### PASSAGE GIVEN

Senator of the College of Justice in Scotland
- In office 1990–2005
- Preceded by: Lord Mackenzie Stuart
- Succeeded by: Lord Marnoch

Solicitor General for Scotland
- In office 1970–1972

Personal details
- Born: David William Robert Brand

= David Brand, Lord Brand =

British lawyer and judge in Scottish law

David William Robert Brand, Lord Brand (21 October 1923 – 14 April 1996) was a British lawyer and judge. He had a conservative outlook on life, and as a judge he had a reputation for both speedy decisions and severe sentences.

His university education was interrupted by service in the British Army during World War II. He then became an advocate, and after a career as a prosecutor, he was a sheriff in southern Scotland from 1968 to 1970. He was Solicitor General for Scotland from 1970 to 1972, and then served from 1972 to 1989 as a Senator of the College of Justice. In 1994, he was briefly an appellate judge in Botswana.

== Early life ==
Brand was born in Edinburgh on 21 October 1923, to a Catholic family from Aberdeenshire. His father was a sheriff-substitute and writer to the Signet, who became Sheriff of Dumfries and Galloway and moved the family to Dumfries, where Brand was raised. His father died when he was nine years old, but with financial assistance from an uncle he was educated at Stonyhurst College near Clitheroe in Lancashire, before entering the University of Edinburgh aged 16.

== World War II ==
In 1942, Brand interrupted his studies to join the army. He was commissioned into the 11th battalion of the Argyll and Sutherland Highlanders, and in 1944 volunteered for transfer to the King's African Rifles. He fought with his regiment in the Burma Campaign, ending the war with the rank of captain.

Long after the war, a former sergeant in the Argylls said of the young officer: "See, yon Brand. He was a very brave lad. Mind you he was clumsy too. Ought to have got an MC."

######
### INFORMATION GIVEN

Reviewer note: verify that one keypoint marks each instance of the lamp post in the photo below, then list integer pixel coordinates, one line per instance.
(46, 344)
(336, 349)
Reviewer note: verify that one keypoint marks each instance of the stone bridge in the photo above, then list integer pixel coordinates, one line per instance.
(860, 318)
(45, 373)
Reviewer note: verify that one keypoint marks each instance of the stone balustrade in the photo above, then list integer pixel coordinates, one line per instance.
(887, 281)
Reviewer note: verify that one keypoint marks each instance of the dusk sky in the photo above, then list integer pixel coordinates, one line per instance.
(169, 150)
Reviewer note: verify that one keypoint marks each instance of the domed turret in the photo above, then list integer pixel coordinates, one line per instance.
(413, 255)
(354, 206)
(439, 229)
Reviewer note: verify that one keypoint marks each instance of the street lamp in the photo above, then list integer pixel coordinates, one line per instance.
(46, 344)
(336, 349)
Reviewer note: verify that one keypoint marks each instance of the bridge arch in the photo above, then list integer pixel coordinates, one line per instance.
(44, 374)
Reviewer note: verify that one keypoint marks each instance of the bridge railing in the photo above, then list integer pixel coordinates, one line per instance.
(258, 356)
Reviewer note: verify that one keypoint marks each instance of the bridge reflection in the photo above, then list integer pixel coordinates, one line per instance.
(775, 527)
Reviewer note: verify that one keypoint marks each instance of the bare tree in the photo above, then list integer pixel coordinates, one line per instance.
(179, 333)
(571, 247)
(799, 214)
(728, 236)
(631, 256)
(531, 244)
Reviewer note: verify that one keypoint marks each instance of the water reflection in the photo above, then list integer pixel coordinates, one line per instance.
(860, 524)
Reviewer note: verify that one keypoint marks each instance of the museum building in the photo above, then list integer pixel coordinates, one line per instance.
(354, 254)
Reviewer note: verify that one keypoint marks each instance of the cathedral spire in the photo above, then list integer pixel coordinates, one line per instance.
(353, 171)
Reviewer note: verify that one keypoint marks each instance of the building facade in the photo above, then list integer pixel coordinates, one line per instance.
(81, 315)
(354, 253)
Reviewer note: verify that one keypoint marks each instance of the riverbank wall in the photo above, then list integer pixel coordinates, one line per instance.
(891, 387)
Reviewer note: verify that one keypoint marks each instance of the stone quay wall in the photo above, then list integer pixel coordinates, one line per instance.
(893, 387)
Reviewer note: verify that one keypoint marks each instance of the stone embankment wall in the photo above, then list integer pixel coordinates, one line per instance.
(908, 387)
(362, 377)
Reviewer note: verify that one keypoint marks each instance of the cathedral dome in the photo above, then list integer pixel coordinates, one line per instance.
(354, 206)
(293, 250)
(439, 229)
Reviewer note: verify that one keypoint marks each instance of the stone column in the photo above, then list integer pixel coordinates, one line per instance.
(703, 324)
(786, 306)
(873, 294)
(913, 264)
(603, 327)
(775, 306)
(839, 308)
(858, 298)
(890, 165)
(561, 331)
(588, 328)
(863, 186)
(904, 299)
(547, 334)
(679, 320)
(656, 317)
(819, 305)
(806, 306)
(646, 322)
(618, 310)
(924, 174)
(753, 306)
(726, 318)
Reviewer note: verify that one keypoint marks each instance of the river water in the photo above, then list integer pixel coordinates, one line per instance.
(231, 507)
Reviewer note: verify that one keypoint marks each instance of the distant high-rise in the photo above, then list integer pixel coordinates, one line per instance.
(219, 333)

######

### [TASK INSTRUCTIONS]
1 - Answer these questions using the biography of David Brand:
(a) In which city was Brand born?
(b) To which regiment did Brand volunteer for transfer in 1944?
(c) In which country did Brand briefly serve as an appellate judge in 1994?
2 - Extend the biography of David Brand, picking up right after its final sentence.

### [RESULTS FOR THE EXERCISE]
1 -
(a) Edinburgh
(b) The King's African Rifles
(c) Botswana

2 -
Brand's experiences in Burma were a formative influence on his approach to criminal justice. Later in life, he told his then Member of Parliament (MP) Tam Dalyell how:

Some of my most formative years were spent in the appalling conditions of Burma in the last years of the Second World War. I was one of the lucky ones: I was neither captured nor killed. But I saw a lot of good men who were and I just think that those for whom they have laid down their lives should jolly well behave themselves. Those whom I have sent to Barlinnie or Saughton do not know how lucky they are compared to those poor bastards despatched to Changi gaol or the Japanese camps.
— Lord Brand, as reported by Tam Dalyell

== Career ==
After the war, Brand finished his studies at the University of Edinburgh. Encouraged by Sir Ernest Wedderburn, a solicitor and former Law Professor at Edinburgh who had befriended him after his father's death, Brand was admitted as an advocate in 1948.

=== Prosecutor and Sheriff ===
In 1951 Brand became Junior Counsel to the Scottish Education Department. Two years later, in 1953, he was appointed as an advocate depute (i.e. a junior prosecutor) in the sheriff courts. In 1955, he took on the same role in the Circuit Court in Glasgow.

In his memoirs, Brand reflected on the role of the advocate-depute:

found the office of advocate-depute most satisfying and in accordance with the best traditions of Scottish law and practice. It is misleading to describe our system as adversarial. The duty of prosecuting counsel is not to obtain a conviction, but to present the Crown case fully and fairly before the jury. He should not hesitate to abandon a prosecution if it becomes clear that a conviction would not be warranted.
— Lord Brand, An Advocate's Tale, page 50.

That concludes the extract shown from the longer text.